Copy the material below word for word, from its first line through the line that contains "pixel 374 28", including both ends. Leave the pictures out of your copy.

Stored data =
#####

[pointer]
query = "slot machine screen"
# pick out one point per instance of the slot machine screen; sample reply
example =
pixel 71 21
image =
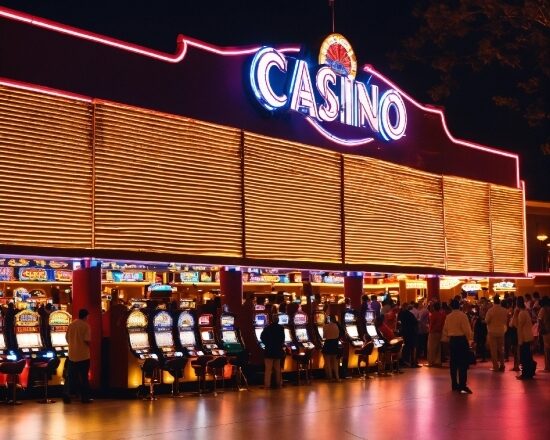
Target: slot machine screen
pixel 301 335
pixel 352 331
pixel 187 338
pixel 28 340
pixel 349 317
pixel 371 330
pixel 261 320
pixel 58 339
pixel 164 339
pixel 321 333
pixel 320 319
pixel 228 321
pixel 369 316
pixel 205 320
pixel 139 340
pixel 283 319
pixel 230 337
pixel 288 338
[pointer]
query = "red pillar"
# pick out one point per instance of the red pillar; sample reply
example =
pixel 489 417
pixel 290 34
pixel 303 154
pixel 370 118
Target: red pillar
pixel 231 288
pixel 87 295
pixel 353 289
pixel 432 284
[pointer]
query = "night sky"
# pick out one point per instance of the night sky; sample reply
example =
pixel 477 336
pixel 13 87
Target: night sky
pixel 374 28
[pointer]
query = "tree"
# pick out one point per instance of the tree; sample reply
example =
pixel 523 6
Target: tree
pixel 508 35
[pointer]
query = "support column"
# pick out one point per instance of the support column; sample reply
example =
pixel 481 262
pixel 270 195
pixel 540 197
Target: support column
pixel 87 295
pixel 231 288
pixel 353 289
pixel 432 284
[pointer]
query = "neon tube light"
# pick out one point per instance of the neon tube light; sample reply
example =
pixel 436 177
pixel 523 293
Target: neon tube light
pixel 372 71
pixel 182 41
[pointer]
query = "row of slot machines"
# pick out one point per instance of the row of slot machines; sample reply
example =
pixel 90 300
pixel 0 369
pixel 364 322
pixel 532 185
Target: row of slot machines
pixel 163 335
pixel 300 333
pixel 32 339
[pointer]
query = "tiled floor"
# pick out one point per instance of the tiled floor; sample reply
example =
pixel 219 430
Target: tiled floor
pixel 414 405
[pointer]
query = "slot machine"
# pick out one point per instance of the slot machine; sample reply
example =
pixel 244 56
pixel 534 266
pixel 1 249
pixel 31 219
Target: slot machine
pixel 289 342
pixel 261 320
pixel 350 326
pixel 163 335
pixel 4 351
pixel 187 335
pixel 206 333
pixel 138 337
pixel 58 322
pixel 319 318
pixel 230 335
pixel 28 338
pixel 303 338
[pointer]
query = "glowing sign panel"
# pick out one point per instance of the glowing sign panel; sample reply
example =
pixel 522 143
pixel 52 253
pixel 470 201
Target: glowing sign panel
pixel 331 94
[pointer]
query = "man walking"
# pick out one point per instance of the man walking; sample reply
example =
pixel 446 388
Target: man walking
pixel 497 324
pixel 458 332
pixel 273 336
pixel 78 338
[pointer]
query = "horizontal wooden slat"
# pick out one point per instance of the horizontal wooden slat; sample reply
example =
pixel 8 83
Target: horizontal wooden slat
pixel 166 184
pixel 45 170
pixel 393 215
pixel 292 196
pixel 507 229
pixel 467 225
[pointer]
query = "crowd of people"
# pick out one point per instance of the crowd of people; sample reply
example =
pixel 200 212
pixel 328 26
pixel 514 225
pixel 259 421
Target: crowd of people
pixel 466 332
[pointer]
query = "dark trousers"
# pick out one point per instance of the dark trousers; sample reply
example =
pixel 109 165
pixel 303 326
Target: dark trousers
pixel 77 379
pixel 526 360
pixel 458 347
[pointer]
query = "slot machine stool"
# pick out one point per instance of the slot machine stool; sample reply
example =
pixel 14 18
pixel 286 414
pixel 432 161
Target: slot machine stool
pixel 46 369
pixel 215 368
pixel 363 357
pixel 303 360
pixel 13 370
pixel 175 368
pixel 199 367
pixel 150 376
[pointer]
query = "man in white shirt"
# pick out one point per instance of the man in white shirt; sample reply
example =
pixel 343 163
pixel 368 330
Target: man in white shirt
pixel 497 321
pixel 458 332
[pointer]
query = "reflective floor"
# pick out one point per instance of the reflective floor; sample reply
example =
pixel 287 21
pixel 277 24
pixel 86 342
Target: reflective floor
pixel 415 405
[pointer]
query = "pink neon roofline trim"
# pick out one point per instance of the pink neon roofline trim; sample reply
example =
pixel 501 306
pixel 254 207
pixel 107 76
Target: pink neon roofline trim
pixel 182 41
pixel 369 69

#####

RESULT OF THIS EXERCISE =
[pointer]
query = "slot machine screen"
# pick out one point per instance of the slot machine screen; sample reply
example =
pixel 71 21
image =
Target: slot machine screen
pixel 301 335
pixel 352 331
pixel 187 338
pixel 28 340
pixel 349 317
pixel 371 330
pixel 261 320
pixel 58 339
pixel 164 339
pixel 321 333
pixel 320 319
pixel 228 321
pixel 369 316
pixel 205 320
pixel 139 340
pixel 283 319
pixel 230 337
pixel 288 338
[pointer]
query = "red pillar"
# pick out one point per instance of the red pillar; sample reply
example =
pixel 489 417
pixel 290 34
pixel 303 154
pixel 370 118
Target: red pillar
pixel 231 288
pixel 87 295
pixel 353 289
pixel 432 284
[pointer]
query = "night sky"
# pick out one point per instance of the night sky; sample reply
example =
pixel 477 336
pixel 13 87
Target: night sky
pixel 374 28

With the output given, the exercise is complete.